What to produce:
Reproduce the passage on personal fitness habits below verbatim, starting at "People are always" and continuing up to and including "As for secrets?".

Selected excerpt:
People are always and forever demanding the "secrets." How I keep the weight off. How I got my guns. How I do this or that or the other.
Secrets? Okay, full disclosure, here's what I looked like at 32:
The author giving a speech in Australia, 1987. Julia Hubbel
I was 205 lbs. So yeah, I get what it's like to fight that battle.
As for secrets?
Okay. Here are a few:
1. I don't drink, smoke or do drugs. I quit a five-pack-a day smoking habit at nineteen. All she wrote. Never drank. Booze took two family members. Life is way too short to shorten it further with substance abuse.
2. I eat with real gusto, mostly plants, no junk or processed foods. I do not indulge in sugar any more outside a bit of honey. My sweets are berries and fruits. I survived forty years of eating disorders. I'm fortunate to be alive and I LOVE good food. Food that fuels. Lots of water. No juices. No protein drinks, no special supplements. Good food, good fuel, lots of water. This is NOT hard.
3. I am dedicated gym pig. Under quarantine when I couldn't train, I set up my basement with weights, an elliptical, a training bike, a weight bench and a TV for kick boxing and yoga. I am down there several times a day, and when it's not raining, I am out running the trails nearby. I hike, bike, ride horses, skydive, scuba, kayak, river raft, bungee jump, cycle, anything but winter sports. I've been known to fly ultralights but that license expired.
4. Every year I learn a new sport. Last year it was trail running on very steep, rocky ground. Scared me to death. That's why I did it. I'd taken a seriously bad header down the side of a big mountain just outside Lalibela, Ethiopia, and landed on very sharp volcanic rocks on my knee. The ONLY way to beat that fear back is to get right back on the mountain and Bloody. Well. TRAIN.

Raw data:

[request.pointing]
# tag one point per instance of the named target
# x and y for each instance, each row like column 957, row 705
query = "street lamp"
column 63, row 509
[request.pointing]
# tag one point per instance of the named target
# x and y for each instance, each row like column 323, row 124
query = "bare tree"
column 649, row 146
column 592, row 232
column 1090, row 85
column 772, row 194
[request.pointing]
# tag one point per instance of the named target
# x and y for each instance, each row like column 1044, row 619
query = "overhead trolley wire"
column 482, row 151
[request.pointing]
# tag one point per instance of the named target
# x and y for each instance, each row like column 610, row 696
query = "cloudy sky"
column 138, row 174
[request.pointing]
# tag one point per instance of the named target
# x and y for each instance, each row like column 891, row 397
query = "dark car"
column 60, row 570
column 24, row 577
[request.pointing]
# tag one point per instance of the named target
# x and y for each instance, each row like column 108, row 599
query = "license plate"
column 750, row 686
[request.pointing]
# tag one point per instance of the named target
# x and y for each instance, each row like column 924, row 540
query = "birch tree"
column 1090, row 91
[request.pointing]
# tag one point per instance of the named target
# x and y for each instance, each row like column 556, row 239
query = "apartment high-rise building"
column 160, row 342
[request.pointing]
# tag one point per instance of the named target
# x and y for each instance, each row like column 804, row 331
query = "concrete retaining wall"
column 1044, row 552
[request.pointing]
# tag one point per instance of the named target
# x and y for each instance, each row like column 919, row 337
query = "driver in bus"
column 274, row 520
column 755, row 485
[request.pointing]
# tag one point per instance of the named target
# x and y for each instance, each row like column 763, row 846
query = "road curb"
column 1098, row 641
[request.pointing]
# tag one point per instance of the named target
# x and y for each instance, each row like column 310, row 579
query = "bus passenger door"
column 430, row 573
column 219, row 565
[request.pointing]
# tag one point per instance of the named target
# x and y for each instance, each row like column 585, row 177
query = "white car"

...

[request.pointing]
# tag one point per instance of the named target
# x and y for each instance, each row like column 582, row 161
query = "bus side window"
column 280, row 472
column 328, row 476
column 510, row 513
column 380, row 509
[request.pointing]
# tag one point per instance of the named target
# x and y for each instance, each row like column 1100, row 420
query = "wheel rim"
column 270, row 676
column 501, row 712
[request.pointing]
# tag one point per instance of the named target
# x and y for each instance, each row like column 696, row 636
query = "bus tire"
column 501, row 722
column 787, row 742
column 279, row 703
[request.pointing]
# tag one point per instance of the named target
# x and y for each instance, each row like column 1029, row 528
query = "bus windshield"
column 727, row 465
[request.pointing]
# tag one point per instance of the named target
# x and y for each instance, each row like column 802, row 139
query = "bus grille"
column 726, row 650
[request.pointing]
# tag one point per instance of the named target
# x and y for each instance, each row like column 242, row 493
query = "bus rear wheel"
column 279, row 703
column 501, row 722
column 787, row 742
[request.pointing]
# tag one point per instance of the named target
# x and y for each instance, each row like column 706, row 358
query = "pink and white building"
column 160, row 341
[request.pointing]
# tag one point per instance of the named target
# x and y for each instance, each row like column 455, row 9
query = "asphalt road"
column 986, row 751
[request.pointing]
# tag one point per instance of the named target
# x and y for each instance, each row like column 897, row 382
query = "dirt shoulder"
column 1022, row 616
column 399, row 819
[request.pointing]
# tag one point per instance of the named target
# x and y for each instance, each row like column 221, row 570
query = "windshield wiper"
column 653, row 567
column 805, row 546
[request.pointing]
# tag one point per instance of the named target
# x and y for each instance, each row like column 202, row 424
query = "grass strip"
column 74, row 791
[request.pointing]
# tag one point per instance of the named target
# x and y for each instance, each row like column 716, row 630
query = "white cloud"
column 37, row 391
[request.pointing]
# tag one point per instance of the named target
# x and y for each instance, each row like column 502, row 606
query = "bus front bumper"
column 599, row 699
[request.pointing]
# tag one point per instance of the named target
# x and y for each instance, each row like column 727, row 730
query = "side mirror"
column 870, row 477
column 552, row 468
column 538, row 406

Problem solution:
People are always and forever demanding the "secrets." How I keep the weight off. How I got my guns. How I do this or that or the other.
Secrets? Okay, full disclosure, here's what I looked like at 32:
The author giving a speech in Australia, 1987. Julia Hubbel
I was 205 lbs. So yeah, I get what it's like to fight that battle.
As for secrets?